--- Records for the task Enclosed Below ---

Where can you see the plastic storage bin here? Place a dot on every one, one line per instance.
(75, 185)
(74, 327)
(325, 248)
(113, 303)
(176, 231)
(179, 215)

--- End of Enclosed Records for the task ---

### Exercise prompt
Retype everything in the material above exactly.

### Written answer
Where can you see the plastic storage bin here? Place a dot on every one, one line per instance.
(75, 185)
(74, 327)
(325, 248)
(113, 303)
(176, 231)
(179, 215)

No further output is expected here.